┌─ Supplied data

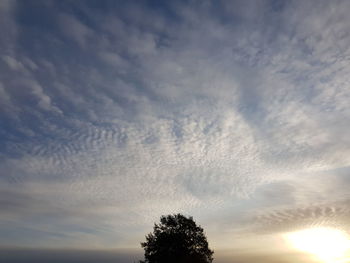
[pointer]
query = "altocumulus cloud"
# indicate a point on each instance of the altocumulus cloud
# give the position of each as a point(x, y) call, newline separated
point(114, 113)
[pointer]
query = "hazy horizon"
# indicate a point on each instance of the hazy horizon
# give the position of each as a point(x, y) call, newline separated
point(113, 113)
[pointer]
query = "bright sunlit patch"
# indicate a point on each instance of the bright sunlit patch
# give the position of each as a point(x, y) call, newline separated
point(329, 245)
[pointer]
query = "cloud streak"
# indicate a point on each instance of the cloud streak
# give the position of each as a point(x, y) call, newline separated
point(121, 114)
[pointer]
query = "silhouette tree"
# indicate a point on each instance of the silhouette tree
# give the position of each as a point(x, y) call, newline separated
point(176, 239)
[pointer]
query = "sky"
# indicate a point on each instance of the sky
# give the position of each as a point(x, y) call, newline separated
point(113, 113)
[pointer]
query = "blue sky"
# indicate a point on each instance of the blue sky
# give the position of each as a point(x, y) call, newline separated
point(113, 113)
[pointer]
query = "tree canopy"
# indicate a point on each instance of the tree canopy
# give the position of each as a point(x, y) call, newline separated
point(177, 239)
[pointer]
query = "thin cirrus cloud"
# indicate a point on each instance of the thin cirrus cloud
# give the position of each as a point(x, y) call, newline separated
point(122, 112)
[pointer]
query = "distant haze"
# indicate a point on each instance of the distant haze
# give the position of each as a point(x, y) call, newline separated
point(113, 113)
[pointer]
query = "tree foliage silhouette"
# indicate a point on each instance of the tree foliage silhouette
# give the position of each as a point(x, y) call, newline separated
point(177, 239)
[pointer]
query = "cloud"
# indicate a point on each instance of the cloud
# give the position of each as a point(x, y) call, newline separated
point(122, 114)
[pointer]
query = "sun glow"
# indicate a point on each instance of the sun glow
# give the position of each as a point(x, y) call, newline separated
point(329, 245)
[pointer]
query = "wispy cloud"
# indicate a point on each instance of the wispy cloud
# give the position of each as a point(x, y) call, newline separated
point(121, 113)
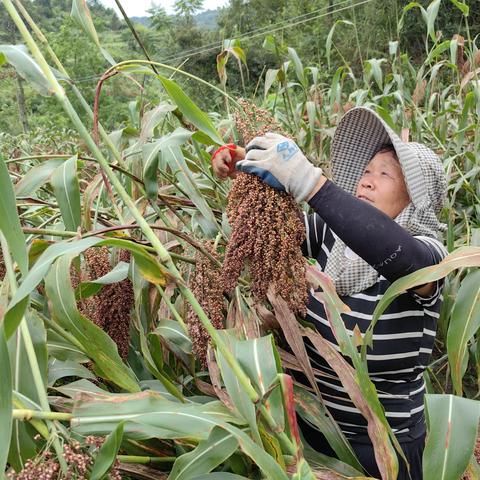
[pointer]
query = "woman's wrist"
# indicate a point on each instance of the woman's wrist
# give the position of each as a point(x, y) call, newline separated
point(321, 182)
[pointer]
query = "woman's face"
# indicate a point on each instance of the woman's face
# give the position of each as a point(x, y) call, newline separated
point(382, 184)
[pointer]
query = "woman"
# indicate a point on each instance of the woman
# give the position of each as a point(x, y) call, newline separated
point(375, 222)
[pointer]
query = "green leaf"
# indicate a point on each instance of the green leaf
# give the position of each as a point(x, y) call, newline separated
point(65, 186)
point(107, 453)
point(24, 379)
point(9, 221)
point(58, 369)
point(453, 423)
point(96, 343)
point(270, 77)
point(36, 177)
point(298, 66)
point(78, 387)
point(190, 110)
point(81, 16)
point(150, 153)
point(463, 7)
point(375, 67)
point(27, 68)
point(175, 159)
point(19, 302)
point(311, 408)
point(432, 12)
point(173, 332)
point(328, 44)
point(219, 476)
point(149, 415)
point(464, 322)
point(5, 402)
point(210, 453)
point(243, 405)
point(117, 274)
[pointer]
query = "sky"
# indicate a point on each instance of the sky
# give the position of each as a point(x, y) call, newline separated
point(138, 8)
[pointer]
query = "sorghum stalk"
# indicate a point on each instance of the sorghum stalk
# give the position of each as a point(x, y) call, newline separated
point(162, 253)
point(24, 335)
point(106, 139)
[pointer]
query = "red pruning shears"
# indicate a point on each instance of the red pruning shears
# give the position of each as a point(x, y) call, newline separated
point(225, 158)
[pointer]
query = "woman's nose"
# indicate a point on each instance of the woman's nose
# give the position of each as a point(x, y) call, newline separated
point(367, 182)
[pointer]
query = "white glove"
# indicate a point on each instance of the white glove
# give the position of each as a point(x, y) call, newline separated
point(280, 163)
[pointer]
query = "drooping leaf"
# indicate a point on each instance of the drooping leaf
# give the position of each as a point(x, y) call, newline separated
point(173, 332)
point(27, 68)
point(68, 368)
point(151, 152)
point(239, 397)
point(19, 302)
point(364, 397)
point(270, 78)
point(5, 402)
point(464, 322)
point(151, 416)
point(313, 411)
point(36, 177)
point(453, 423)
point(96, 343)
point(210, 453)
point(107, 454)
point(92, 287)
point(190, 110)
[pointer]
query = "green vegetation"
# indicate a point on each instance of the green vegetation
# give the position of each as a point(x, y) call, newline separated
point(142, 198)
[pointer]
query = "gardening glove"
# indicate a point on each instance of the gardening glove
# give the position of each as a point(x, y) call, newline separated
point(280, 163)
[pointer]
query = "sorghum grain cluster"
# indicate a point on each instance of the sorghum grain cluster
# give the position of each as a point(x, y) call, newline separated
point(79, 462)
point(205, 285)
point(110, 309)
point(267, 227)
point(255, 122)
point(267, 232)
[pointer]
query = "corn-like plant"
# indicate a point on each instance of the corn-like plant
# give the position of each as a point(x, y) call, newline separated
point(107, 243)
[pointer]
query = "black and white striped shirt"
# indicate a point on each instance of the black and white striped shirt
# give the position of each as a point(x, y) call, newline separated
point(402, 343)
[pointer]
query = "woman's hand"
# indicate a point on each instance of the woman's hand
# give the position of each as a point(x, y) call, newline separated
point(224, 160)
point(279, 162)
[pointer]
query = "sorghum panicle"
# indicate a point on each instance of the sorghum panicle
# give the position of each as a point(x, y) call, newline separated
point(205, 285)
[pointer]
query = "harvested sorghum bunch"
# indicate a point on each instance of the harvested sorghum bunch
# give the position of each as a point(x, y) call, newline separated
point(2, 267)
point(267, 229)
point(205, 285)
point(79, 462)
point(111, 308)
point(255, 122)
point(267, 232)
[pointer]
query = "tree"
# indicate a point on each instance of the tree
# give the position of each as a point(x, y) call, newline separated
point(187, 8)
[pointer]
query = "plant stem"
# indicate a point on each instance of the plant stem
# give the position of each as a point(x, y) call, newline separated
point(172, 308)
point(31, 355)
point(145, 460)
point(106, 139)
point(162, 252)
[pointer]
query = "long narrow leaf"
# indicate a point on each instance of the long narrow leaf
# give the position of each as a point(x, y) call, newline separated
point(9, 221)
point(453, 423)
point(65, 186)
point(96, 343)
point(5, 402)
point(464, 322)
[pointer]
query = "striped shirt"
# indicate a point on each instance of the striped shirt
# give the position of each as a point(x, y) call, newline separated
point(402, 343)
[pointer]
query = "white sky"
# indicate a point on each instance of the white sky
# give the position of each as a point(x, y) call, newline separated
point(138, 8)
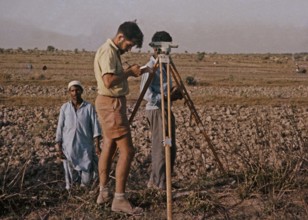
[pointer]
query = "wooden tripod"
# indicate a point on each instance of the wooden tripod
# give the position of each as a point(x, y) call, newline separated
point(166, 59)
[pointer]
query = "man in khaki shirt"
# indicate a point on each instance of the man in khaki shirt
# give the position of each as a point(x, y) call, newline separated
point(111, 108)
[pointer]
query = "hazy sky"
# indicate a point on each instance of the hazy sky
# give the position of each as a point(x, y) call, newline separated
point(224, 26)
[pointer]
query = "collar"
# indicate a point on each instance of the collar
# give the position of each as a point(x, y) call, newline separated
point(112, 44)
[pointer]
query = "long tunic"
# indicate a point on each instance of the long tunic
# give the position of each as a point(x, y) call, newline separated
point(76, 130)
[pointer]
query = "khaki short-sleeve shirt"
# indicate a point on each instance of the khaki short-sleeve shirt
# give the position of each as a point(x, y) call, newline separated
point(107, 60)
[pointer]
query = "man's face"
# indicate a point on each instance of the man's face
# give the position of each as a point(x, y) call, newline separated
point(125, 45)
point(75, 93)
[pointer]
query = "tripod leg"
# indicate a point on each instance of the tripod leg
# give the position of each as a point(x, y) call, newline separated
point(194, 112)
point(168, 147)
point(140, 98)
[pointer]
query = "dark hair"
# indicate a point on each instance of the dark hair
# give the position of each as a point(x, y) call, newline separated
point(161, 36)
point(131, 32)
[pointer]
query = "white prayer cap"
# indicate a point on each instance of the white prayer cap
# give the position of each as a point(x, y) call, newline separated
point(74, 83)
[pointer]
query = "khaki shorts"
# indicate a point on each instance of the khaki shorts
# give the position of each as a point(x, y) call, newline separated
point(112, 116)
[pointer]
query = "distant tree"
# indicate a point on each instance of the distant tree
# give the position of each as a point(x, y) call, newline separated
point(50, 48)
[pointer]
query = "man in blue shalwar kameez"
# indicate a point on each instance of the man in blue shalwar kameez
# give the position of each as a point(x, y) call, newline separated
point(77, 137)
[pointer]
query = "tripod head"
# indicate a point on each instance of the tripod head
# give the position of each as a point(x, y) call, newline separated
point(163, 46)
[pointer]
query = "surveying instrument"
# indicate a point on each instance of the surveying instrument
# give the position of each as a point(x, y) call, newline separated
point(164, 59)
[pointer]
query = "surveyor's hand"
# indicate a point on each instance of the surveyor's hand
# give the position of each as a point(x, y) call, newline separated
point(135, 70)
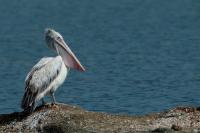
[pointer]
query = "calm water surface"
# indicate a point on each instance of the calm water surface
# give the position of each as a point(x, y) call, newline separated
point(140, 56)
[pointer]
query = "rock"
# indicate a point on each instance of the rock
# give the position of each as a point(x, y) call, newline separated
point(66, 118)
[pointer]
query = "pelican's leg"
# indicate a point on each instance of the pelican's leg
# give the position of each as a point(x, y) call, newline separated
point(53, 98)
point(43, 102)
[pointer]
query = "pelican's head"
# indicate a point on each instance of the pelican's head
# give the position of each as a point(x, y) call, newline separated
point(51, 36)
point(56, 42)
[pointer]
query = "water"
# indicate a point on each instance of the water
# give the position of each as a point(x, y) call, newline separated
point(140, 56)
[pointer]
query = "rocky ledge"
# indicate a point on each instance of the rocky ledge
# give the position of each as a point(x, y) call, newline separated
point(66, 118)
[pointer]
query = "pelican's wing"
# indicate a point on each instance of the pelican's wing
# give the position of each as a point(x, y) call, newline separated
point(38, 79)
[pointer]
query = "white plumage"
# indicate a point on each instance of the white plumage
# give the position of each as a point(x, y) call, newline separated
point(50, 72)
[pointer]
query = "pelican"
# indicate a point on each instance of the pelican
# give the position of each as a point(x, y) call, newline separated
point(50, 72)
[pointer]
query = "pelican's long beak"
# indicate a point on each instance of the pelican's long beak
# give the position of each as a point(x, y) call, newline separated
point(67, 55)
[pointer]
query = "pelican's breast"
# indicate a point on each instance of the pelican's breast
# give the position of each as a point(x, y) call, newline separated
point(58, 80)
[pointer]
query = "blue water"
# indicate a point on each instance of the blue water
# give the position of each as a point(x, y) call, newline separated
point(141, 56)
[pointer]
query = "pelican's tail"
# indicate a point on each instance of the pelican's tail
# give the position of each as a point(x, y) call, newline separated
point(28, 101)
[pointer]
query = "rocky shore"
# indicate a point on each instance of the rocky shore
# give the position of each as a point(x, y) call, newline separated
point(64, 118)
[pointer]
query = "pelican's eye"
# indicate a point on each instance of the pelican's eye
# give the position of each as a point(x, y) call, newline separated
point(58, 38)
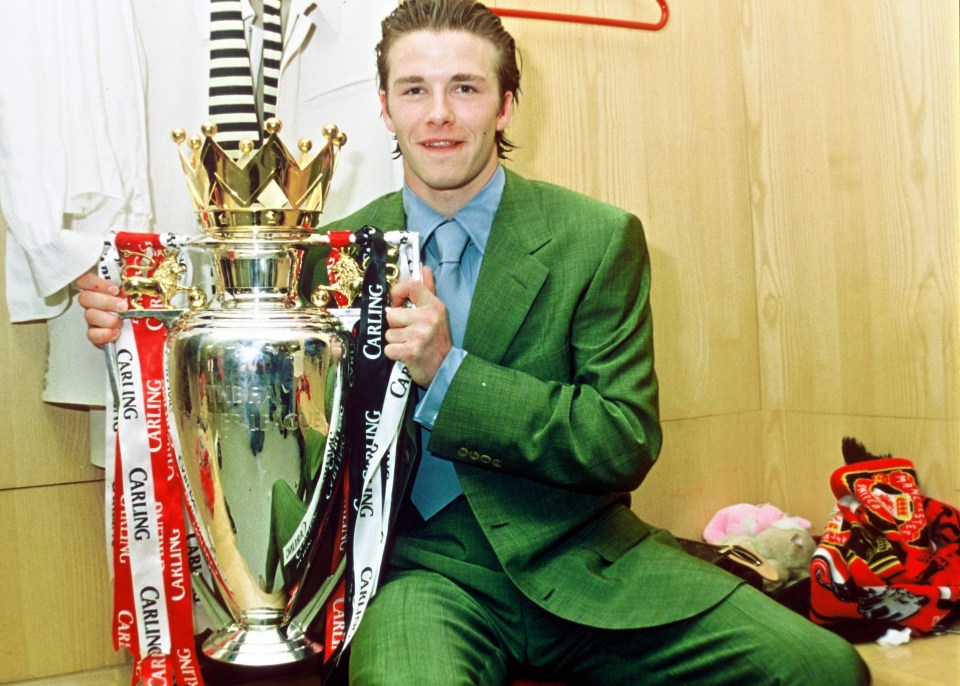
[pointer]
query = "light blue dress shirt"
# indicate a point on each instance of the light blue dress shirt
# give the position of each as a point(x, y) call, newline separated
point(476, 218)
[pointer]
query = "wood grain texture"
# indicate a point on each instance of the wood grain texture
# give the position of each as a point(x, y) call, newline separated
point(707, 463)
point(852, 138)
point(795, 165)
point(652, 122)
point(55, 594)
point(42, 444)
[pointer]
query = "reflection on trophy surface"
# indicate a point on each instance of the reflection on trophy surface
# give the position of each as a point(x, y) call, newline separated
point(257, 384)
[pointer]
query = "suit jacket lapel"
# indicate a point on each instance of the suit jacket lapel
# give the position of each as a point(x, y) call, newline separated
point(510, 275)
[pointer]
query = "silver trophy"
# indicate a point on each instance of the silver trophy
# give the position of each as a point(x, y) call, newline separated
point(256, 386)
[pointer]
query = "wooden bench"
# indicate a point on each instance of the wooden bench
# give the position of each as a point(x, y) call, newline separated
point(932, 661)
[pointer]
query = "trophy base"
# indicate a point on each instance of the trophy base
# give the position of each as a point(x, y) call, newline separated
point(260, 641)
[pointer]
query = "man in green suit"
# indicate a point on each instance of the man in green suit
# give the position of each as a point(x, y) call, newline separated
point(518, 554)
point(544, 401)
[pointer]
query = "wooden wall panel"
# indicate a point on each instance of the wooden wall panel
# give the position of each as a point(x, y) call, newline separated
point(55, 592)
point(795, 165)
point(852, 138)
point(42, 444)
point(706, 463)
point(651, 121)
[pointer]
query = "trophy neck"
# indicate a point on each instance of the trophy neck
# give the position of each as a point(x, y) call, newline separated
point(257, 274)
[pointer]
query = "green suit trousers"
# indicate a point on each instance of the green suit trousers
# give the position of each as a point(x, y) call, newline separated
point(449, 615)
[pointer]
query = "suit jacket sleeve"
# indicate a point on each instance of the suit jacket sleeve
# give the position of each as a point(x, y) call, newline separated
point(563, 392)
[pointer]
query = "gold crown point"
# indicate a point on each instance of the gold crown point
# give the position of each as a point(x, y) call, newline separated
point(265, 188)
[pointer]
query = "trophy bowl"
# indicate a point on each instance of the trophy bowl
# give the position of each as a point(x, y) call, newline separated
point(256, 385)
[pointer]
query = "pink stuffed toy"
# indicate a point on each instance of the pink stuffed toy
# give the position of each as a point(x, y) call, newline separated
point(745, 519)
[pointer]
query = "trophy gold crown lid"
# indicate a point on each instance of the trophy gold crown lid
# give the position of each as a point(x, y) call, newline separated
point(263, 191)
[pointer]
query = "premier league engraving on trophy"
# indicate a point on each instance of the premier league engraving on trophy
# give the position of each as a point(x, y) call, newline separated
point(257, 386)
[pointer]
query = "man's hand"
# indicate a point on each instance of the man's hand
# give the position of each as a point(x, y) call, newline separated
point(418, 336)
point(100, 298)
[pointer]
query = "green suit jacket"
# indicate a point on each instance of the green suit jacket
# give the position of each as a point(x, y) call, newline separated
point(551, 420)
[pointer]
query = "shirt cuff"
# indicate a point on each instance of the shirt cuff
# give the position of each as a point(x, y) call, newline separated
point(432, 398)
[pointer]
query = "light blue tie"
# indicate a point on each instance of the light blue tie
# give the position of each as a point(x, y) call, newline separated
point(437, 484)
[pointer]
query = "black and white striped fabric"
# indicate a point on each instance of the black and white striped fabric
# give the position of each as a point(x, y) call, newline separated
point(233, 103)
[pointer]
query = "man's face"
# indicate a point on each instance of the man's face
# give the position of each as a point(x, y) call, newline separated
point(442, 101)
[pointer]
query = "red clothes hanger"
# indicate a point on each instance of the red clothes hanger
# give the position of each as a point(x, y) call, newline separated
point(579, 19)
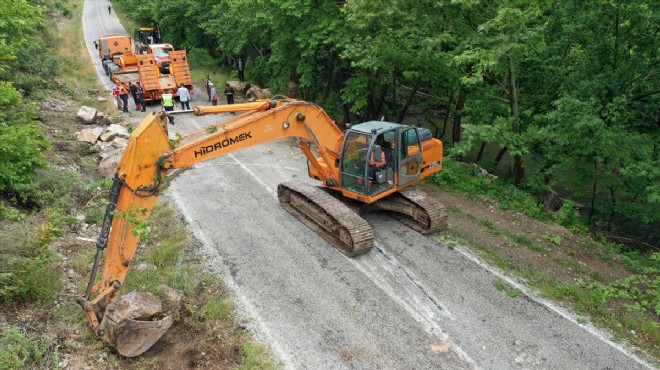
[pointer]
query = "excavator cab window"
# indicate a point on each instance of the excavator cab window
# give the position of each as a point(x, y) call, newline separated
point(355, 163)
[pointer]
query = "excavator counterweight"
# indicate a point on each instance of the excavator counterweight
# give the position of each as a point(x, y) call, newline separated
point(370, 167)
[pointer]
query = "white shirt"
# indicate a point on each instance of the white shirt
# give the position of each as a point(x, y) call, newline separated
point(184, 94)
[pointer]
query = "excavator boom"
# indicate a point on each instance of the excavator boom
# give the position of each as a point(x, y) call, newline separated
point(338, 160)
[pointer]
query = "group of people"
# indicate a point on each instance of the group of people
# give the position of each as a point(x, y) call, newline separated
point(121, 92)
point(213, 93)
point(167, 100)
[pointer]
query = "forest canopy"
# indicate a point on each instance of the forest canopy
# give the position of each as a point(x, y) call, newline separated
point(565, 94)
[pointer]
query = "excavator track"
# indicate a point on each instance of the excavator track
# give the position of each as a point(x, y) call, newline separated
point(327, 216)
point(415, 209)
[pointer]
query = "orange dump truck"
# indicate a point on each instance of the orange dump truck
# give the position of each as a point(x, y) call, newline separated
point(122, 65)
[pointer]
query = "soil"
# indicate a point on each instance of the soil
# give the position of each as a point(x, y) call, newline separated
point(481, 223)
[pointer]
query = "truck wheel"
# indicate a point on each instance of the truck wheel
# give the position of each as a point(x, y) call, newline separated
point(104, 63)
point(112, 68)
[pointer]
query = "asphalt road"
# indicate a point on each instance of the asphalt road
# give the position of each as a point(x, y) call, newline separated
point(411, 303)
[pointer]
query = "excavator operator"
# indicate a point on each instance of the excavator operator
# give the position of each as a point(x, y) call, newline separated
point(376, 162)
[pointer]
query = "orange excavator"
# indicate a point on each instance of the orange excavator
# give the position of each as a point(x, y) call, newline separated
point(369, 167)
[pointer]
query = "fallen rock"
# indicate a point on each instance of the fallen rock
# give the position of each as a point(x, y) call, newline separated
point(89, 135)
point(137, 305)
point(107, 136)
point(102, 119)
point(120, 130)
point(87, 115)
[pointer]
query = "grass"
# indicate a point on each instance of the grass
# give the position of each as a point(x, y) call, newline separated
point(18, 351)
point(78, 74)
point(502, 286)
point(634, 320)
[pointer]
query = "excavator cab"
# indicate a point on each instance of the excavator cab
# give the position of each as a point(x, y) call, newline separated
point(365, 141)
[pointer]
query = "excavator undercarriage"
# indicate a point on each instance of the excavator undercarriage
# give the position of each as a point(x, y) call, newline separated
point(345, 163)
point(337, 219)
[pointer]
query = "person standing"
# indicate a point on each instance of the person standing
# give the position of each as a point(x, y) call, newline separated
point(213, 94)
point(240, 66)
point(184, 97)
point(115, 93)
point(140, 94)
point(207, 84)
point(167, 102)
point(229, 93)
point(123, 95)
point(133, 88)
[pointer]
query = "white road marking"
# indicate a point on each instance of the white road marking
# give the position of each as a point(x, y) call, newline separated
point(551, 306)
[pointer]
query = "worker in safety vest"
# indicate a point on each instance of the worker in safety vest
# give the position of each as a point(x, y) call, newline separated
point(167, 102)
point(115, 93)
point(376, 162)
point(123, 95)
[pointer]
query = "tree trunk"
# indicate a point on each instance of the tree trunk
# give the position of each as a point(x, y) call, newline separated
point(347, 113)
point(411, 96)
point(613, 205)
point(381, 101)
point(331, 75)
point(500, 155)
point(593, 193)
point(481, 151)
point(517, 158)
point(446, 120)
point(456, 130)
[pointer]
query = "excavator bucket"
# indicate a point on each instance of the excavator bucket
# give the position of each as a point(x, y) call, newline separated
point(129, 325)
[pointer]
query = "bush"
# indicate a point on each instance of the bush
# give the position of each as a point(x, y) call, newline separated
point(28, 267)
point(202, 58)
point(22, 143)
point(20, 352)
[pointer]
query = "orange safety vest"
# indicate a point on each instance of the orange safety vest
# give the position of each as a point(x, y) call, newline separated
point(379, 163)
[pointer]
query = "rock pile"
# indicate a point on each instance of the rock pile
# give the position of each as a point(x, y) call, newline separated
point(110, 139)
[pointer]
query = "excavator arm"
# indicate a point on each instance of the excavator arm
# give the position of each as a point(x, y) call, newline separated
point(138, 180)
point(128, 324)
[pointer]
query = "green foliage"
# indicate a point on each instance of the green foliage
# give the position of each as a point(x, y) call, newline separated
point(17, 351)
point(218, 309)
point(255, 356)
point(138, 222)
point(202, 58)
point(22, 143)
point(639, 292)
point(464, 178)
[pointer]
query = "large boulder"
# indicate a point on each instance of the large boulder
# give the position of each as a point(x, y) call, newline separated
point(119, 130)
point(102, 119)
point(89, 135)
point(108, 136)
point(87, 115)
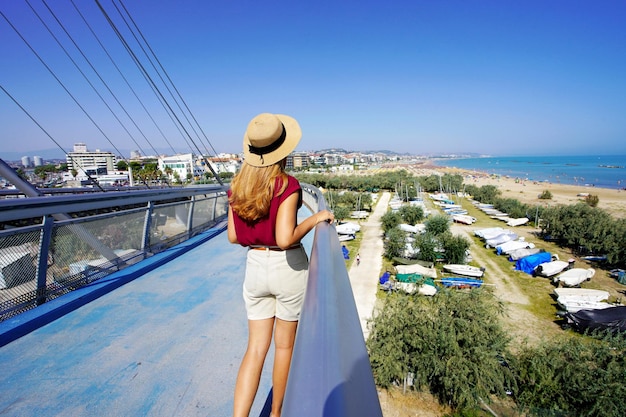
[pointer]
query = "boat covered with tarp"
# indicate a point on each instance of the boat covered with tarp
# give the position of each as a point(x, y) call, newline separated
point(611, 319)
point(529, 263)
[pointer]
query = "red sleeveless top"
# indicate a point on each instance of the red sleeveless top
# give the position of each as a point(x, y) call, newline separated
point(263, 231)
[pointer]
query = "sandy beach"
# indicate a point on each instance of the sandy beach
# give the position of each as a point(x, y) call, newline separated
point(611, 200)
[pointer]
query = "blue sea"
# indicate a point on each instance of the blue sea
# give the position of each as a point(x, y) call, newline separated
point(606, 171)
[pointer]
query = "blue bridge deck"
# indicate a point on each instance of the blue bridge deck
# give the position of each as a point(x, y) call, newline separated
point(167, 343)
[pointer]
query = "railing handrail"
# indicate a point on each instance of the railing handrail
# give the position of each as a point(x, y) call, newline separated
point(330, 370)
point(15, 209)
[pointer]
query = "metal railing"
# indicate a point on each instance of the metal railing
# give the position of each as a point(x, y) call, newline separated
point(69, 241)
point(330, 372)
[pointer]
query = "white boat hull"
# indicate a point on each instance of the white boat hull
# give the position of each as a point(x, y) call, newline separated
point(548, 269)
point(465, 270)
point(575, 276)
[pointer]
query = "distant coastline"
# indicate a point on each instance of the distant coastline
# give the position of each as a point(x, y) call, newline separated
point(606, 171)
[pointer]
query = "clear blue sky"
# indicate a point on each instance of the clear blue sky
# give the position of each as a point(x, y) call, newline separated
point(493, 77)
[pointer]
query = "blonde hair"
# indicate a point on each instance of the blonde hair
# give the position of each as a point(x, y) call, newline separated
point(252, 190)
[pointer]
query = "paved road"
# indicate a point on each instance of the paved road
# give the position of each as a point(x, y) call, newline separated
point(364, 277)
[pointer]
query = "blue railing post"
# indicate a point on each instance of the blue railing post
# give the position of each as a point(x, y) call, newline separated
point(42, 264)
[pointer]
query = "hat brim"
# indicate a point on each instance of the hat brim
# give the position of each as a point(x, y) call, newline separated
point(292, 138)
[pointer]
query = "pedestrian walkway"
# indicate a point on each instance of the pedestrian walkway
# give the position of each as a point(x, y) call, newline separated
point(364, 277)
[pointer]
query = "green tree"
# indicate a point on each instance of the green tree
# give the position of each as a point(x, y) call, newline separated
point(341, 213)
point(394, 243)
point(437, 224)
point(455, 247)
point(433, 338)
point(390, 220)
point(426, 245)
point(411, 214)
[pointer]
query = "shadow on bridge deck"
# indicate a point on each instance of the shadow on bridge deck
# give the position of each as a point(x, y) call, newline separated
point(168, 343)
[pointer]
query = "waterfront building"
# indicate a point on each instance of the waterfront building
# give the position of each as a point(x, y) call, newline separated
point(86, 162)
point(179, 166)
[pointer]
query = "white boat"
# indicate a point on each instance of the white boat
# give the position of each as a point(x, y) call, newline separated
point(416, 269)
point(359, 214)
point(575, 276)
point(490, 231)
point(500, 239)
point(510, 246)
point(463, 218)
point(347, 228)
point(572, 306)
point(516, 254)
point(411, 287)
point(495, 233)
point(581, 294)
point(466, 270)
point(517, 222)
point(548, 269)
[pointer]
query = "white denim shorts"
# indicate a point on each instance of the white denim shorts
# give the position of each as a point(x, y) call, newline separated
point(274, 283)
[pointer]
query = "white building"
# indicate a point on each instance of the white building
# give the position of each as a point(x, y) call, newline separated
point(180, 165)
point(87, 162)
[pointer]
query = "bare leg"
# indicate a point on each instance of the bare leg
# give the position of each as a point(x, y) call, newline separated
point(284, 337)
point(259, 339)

└─

Task details:
Return, unchanged, the run of lines above that opens with the line containing "# indicate a point on each instance of the red sleeveless" and closes with the line containing "# indicate a point on each instance of the clear". Include both.

Answer to this task:
# indicate a point on each instance of the red sleeveless top
# give the position of each as a point(x, y) call, newline separated
point(263, 231)
[pointer]
query = "sandy beach"
# indicate a point on each instance of the sandy beach
# give the position of each as a point(x, y) call, newline separated
point(611, 200)
[pointer]
query = "blue sea"
# indicate a point on each instance of the blue sea
# give the position of each as a point(x, y) call, newline separated
point(606, 171)
[pointer]
query = "blue bridge deck"
# indicate a point on each instance of the blue bridge deck
# give the position of each as a point(x, y) call, newline separated
point(167, 343)
[pointer]
query = "railing handrail"
# indicate a point on each instance of the railing handrail
# give the position of each as a point(x, y) call, newline separated
point(330, 370)
point(15, 209)
[pointer]
query = "metal railing"
# indicate a point on each instance of the metal railing
# give the position of each as a point(x, y) call, newline separated
point(69, 241)
point(330, 372)
[pointer]
query = "white boat hull"
# indicate a point on each instance of the white boat hull
# give the position of each as a point(x, y) call, newline separated
point(548, 269)
point(465, 270)
point(575, 276)
[pointer]
query = "distant coastline"
# indicate a point on each instance of the distant coastline
# give the position of each as a point(x, y) call, newline separated
point(606, 171)
[pointer]
query = "clear blue sky"
# indicate a point on each instance of the clear blue sky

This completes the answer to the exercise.